» **What to do**
[1] Answer these questions using the statement on joining the NDC:
(a) Who joined the NDC alongside the writer?
(b) Who is named as the ADC Chairman?
(c) What four qualities should drive leadership, according to the final paragraph?
[2] In the statement on joining the NDC, turn the paragraph beginning "Nigeria today is passing" into a short list that keeps its main points.
[3] From the statement on joining the NDC, pull out the passage starting at "Yesterday, I formally" and ending at "the ordinary Nigerian.", copied word for word.

» **Document extract**
Yesterday, I formally joined the Nigerian Democratic Congress (NDC), alongside my dear brother, Engr. Dr Rabiu Musa Kwankwaso, with one clear purpose: to continue the struggle for a new Nigeria built on justice, competence, accountability, and compassion for the ordinary Nigerian.
As I stated yesterday, this decision was not made out of anger, personal ambition, or convenience. It came after deep reflection on the present condition of our nation and the urgent need to rescue Nigeria from the dangerous path it is currently heading.
Over the years, I have remained steadfast in my conviction that politics should never be about individuals, positions, or personal gain. It must be about the people, especially the millions of Nigerians who today can no longer afford necessities, whose businesses are collapsing, whose children are losing hope, and whose future is becoming increasingly uncertain.
I left the ADC for the same reason I left the Labour Party: the severe, orchestrated litigation and internal crises deliberately designed to ensure that I, alongside many other notable individuals, do not effectively participate in the electoral process. I sincerely appreciate and remain deeply grateful to the Leadership of ADC for the opportunity to work together in pursuit of a better Nigeria. I am particularly grateful to ADC Chairman Senator David Mark for his exceptional Leadership. I also deeply appreciate my Leader and elder brother YE, Atiku Abubakar, as well as other respected leaders within the party.
As we join the NDC, I sincerely appeal to the Nigerian Government against the encouragement of unresolved litigations and the infusion of crises within political parties. Democracy must never become a weapon against the people. A healthy democracy thrives on strong institutions, credible alternatives, and the freedom of citizens to make choices without intimidation, manipulation, or fear. Opposition parties must not be weakened or destroyed, because when democracy loses balance, the people ultimately suffer.
Nigeria today is passing through one of the most difficult periods in its history. Poverty is rising. Hunger is widespread. Insecurity continues to threaten lives and livelihoods. Businesses are shutting down daily. Our young people are becoming discouraged, and many citizens have lost faith in the system. At a time like this, leadership must be driven not by propaganda or division, but by competence, capacity, character, and compassion.

» **Dataset excerpt**
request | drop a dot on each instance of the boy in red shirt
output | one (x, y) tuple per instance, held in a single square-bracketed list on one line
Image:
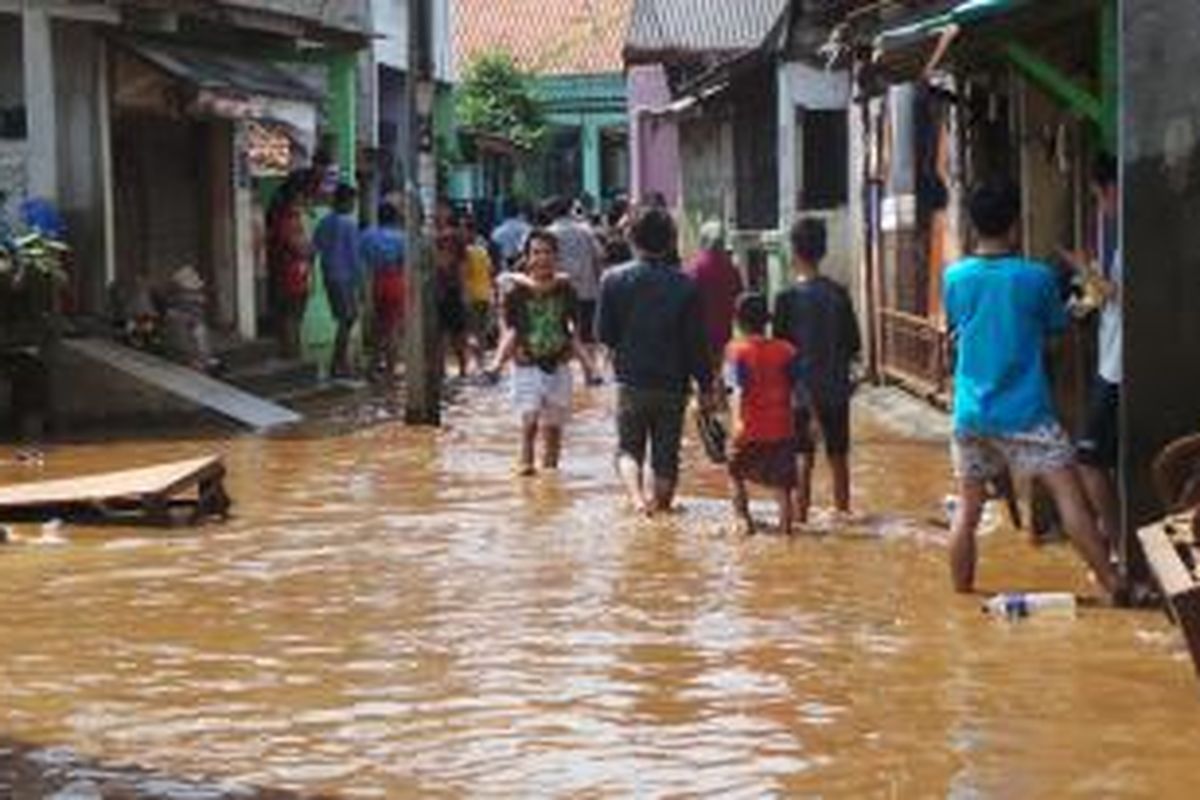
[(765, 372)]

» **Solutions to the tasks**
[1]
(a) Engr. Dr Rabiu Musa Kwankwaso
(b) Senator David Mark
(c) Competence, capacity, character, and compassion

[2]
- Nigeria is going through one of the hardest periods in its history.
- Poverty is rising and hunger is widespread.
- Insecurity threatens lives and livelihoods.
- Businesses are shutting down daily.
- Young people are discouraged, and many citizens have lost faith in the system.
- Leadership should be driven by competence, capacity, character, and compassion, not propaganda or division.

[3]
Yesterday, I formally joined the Nigerian Democratic Congress (NDC), alongside my dear brother, Engr. Dr Rabiu Musa Kwankwaso, with one clear purpose: to continue the struggle for a new Nigeria built on justice, competence, accountability, and compassion for the ordinary Nigerian.